TEXT UNDER STUDY:
#####

The relationship between East Germany and Vietnam was exceptionally close. Coffee production began in Vietnam in 1926 during French colonial rule. Beginning in 1975, largely parallel with the coffee crisis in East Germany, the production of Robusta coffee began in Vietnam. Robusta plants grow faster, contain more caffeine, suit the climate of the Vietnamese Central Highlands, and lend themselves better to mechanized harvesting. However, Robusta coffee is cheaper and far more bitter than the standard Arabica.

In 1980 and 1986, two treaties were signed between East Germany and Vietnam, whereby East Germany provided the necessary equipment and machinery for production, increased the area of coffee plantations from 600 to 8600 ha, and trained the local population in cultivation techniques. In particular, East Germany provided trucks, machinery, and irrigation systems for the newly founded Kombinat Việt-Đức, as well as spending approximately $20 million on a hydropower plant. East Germany also built housing, hospitals, and shops for the 10,000 people who were relocated to the area for coffee production. Against this investment, East Germany was scheduled to receive half of the coffee harvest for the next 20 years. However, coffee takes eight years from planting until the first usable harvest, which occurred in 1990; at which point the East German state had already ceased to exist.

#####

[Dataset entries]
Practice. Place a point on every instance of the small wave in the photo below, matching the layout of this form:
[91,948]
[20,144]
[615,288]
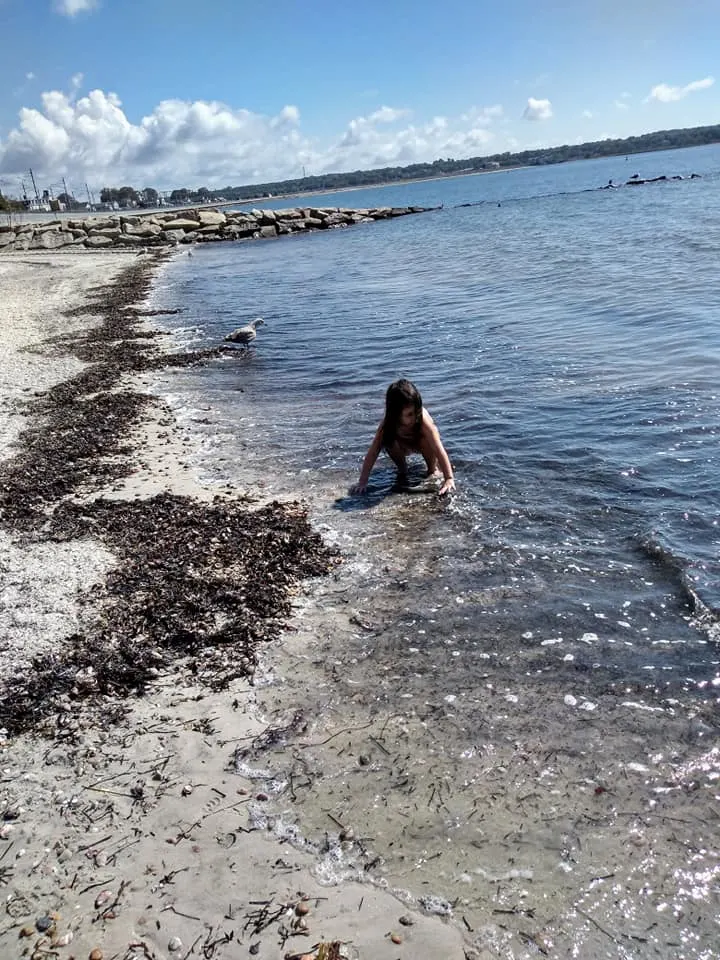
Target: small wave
[705,616]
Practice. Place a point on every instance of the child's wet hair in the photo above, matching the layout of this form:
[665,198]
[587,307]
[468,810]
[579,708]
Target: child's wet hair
[401,394]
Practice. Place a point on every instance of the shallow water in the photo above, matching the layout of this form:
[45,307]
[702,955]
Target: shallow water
[557,620]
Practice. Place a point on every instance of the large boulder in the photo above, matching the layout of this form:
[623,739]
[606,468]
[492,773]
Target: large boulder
[97,223]
[238,231]
[47,240]
[211,218]
[338,219]
[181,224]
[143,229]
[97,241]
[112,232]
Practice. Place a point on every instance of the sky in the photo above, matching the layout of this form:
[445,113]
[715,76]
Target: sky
[192,93]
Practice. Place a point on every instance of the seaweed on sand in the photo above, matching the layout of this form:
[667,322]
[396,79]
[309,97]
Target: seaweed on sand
[198,586]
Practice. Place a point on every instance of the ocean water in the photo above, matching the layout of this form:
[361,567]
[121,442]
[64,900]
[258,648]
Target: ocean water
[567,599]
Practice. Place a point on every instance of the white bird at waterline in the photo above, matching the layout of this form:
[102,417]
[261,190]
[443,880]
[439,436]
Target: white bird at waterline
[246,334]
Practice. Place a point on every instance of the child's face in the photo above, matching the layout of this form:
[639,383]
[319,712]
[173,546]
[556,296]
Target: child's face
[407,417]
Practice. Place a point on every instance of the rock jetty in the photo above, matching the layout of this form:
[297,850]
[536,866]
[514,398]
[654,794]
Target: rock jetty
[187,226]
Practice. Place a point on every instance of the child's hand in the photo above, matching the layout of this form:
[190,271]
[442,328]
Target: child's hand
[447,486]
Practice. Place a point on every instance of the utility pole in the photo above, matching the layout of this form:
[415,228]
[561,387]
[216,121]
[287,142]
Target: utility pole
[37,195]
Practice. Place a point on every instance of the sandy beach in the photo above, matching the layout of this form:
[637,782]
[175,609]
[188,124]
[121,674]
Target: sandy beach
[129,829]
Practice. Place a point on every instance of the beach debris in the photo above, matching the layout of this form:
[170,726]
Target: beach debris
[63,940]
[102,898]
[330,950]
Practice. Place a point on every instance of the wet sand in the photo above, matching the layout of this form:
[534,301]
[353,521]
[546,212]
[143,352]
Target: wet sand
[133,832]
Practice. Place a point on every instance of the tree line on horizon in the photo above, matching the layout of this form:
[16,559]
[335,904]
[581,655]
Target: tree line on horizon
[644,143]
[128,196]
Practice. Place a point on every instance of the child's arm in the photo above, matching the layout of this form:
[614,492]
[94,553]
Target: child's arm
[440,454]
[369,461]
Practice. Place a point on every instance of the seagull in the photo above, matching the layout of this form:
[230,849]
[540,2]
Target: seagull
[245,334]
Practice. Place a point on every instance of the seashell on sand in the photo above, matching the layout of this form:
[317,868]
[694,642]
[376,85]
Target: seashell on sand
[102,898]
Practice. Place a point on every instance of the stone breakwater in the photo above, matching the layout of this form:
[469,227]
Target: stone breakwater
[126,231]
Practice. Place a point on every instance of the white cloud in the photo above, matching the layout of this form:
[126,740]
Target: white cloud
[667,94]
[482,116]
[71,8]
[387,115]
[537,109]
[190,143]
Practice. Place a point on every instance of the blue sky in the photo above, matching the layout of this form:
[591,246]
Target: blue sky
[172,93]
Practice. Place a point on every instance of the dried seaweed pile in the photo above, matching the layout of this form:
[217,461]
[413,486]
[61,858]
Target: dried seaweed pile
[201,584]
[80,428]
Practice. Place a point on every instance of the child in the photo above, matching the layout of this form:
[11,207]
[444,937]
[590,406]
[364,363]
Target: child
[406,428]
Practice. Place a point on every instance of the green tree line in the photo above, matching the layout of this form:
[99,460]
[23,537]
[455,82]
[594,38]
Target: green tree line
[645,143]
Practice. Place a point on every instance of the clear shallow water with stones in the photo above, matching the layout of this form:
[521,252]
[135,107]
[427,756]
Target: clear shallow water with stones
[551,631]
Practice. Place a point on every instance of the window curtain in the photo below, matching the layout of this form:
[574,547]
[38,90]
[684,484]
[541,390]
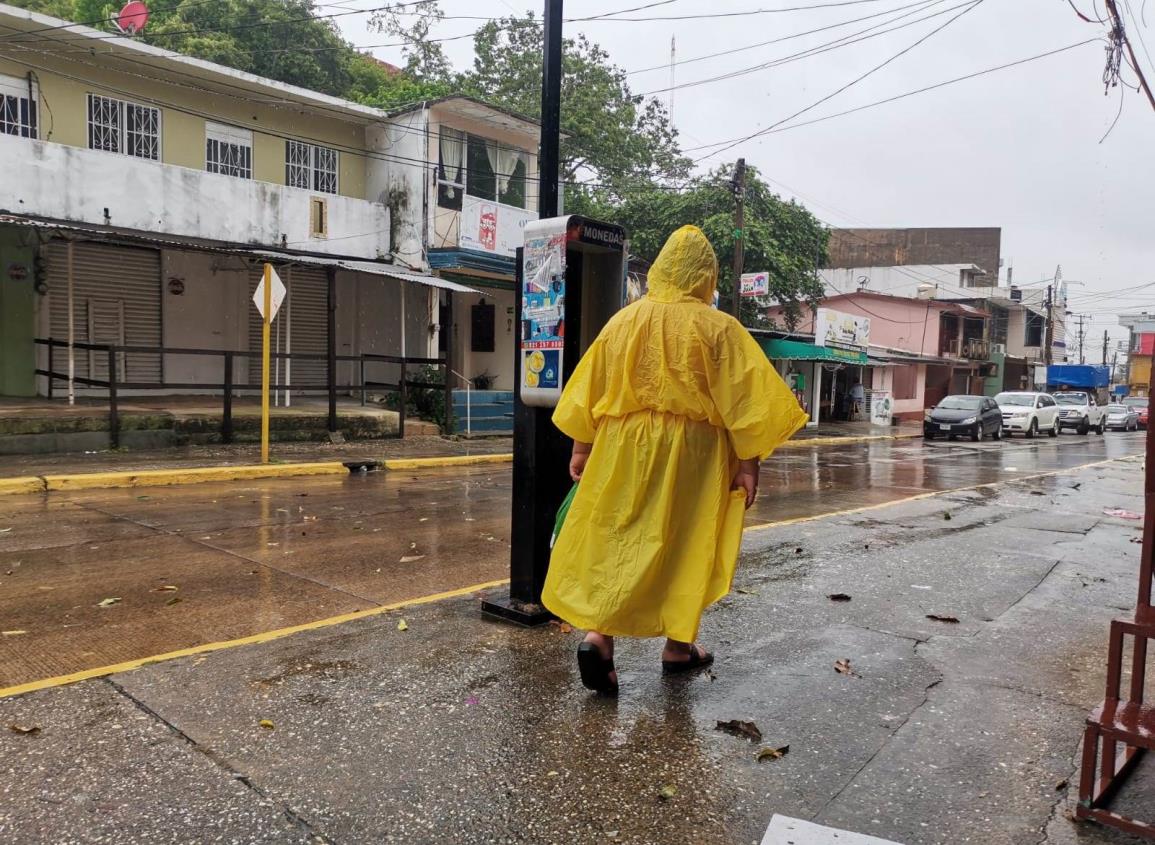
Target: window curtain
[504,162]
[453,150]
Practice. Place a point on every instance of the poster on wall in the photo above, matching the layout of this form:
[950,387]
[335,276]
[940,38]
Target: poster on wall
[881,408]
[491,227]
[833,328]
[543,312]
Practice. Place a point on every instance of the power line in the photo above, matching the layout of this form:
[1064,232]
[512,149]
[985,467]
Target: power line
[846,87]
[810,52]
[774,131]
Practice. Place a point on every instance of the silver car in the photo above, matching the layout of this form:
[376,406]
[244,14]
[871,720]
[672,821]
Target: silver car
[1122,418]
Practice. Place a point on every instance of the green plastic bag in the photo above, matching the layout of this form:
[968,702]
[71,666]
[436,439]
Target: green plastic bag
[561,514]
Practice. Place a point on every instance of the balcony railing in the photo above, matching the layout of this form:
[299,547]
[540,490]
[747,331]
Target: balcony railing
[974,349]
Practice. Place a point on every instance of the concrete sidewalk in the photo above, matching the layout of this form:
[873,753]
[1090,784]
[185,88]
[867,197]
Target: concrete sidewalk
[454,728]
[189,464]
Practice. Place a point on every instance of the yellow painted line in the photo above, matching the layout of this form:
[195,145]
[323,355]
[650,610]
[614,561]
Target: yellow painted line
[192,475]
[455,461]
[803,442]
[255,638]
[932,494]
[28,484]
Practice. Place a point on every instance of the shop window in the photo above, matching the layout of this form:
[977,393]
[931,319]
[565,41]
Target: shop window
[483,328]
[229,150]
[451,173]
[906,382]
[17,107]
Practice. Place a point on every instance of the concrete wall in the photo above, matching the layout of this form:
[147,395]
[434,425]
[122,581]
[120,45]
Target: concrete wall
[886,247]
[72,184]
[65,86]
[909,324]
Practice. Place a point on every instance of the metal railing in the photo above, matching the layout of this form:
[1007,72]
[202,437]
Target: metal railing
[229,386]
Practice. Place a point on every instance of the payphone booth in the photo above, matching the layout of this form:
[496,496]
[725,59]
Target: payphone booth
[571,279]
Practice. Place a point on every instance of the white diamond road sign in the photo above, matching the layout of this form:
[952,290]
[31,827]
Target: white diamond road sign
[276,299]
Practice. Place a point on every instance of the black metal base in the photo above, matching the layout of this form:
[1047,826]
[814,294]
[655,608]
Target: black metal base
[508,610]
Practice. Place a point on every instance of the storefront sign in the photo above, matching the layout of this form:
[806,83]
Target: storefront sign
[543,312]
[492,227]
[849,331]
[755,284]
[881,408]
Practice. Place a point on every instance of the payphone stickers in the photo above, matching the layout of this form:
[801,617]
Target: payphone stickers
[543,313]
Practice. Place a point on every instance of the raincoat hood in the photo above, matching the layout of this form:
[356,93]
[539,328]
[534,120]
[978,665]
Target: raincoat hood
[686,268]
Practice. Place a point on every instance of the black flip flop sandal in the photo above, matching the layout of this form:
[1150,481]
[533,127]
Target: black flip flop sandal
[699,658]
[595,671]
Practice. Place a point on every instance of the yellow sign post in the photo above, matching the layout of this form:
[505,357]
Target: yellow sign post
[269,294]
[266,326]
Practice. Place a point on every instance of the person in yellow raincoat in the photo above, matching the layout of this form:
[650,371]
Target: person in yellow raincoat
[670,411]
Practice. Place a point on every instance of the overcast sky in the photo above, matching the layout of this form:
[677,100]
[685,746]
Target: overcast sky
[1018,149]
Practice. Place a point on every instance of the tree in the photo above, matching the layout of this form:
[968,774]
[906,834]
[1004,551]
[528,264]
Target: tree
[781,238]
[615,139]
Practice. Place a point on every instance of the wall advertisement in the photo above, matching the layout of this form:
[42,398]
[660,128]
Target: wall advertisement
[491,227]
[839,330]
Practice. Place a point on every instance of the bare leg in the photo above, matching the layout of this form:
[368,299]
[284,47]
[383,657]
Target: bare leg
[605,647]
[679,652]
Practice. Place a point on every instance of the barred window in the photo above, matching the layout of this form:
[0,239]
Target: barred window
[117,126]
[229,150]
[311,167]
[17,107]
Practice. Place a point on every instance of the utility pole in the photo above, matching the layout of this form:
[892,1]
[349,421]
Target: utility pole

#####

DIRECTIONS FOR THIS TASK:
How would you continue the text on East German and Vietnamese coffee cooperation past its last sentence?

TASK OUTPUT:
Despite the loss of its original customer, Vietnam was able to quickly establish itself after 1990 as the second-largest coffee producer in the world after Brazil, driving much of the traditional coffee production in Africa out of the market. Export production was particularly boosted by the re-establishment of trade relations between the U.S. and Vietnam. This overproduction led to a crash in worldwide coffee prices in 2001. In 2016, Germany remained the largest export destination for Vietnamese coffee.